US making peace with Kurds – to battle Iraq

Feuding among themselves and suspicious of US intentions, Kurds are no easy allies

In April, the CIA secretly flew two Iraqi opposition leaders to an agency training camp in tidewater Virginia. US officials wanted to persuade the pair – Jalal Talabani and Massoud Barzani, leaders of Kurdish groups based in northern Iraq – to cooperate with an effort to topple Iraqi leader Saddam Hussein.

But at the meeting it quickly became apparent that the two Kurds were suspicious of US intentions. They said that US officials had encouraged them to revolt against President Hussein's rule before, only to abandon them. Discussions became so strained that a senior American diplomat had to make a quick trip down from Washington in an attempt to assure them that this time the US meant what it said.

This little-noticed blow-up underscores just how difficult it will be for the Bush administration to put together an Iraqi fighting force like the Northern Alliance, the loose coalition of guerrillas that proved so crucial to the US victory over the Taliban.

The Kurds, the only Iraqi opposition groups with military forces inside Iraq itself, are not necessarily burning to confront President Hussein's armies. Iraqi rebel groups based outside the country would like to confront Hussein – but they have little apparent armed strength. And all the Iraq opposition factions have a history of sniping at each other, as well as at Hussein.

"Iraq is not Afghanistan," says Judith Yaphe, an Iraq expert at National Defense University. "Certain things were a success [against the Taliban], but to assume that they would give you success in Iraq is careless."

Take Messrs. Talabani and Barzani. Between them, they say they are able to field some 70,000 peshmerga (guerrilla fighters). But they are extremely leery about working with the US and of jeopardizing the virtual state in northern Iraq they have created, which is protected by the US aircraft that enforce no-fly zones in the country.

Twice in the past – in 1991 and 1996 – the US persuaded them to rise up against Hussein. Both times the US left them on their own – and the results were disastrous. In 1991, 1.5 million Kurds were forced to flee; hundreds, if not thousands, died. In 1996, the US pulled the plug on their operation just hours before it was set to begin and thousands had to be airlifted to safety.

"Don't count on Talabani and Barzani kicking something off," says Robert Baer, who was the CIA's point man in the 1996 operation in northern Iraq. "They've just been betrayed too many times – lied to, misled."

But another problem with the Iraqi Kurd leaders is that they don't get along – their two factions, in addition to keeping Hussein at bay, have been fighting each other for years.

There are at least three other viable opposition groups besides the Kurds. Then there's the umbrella organization intended to represent all of them, the Iraqi National Congress, founded in 1992 with US support and now led by Ahmed Chalabi.

Earlier this month, the White House convened a conference of leaders from all the opposition groups in Washington. Talabani came, along with a representative of Barzani.

Possible transitional government

The purpose of the meeting was to pump new energy into the opposition movement, and possibly turn it into a transitional government to take over when Hussein is gone. Via videoconference from his home in Wyoming, Vice President Dick Cheney told the conference that the Bush administration is committed to this plan.

But unifying these disparate groups is probably about as difficult as solving Fermat's Last Theorem.

» **What you should do**
Extract from the article on the US and the Kurds the passage starting at "But at the meeting" and ending at "what it said.", copying it word for word.

» **Dataset content**

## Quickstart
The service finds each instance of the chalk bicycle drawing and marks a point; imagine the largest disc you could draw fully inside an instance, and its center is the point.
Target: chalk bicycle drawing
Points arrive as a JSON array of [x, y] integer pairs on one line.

» **The completed task**
But at the meeting it quickly became apparent that the two Kurds were suspicious of US intentions. They said that US officials had encouraged them to revolt against President Hussein's rule before, only to abandon them. Discussions became so strained that a senior American diplomat had to make a quick trip down from Washington in an attempt to assure them that this time the US meant what it said.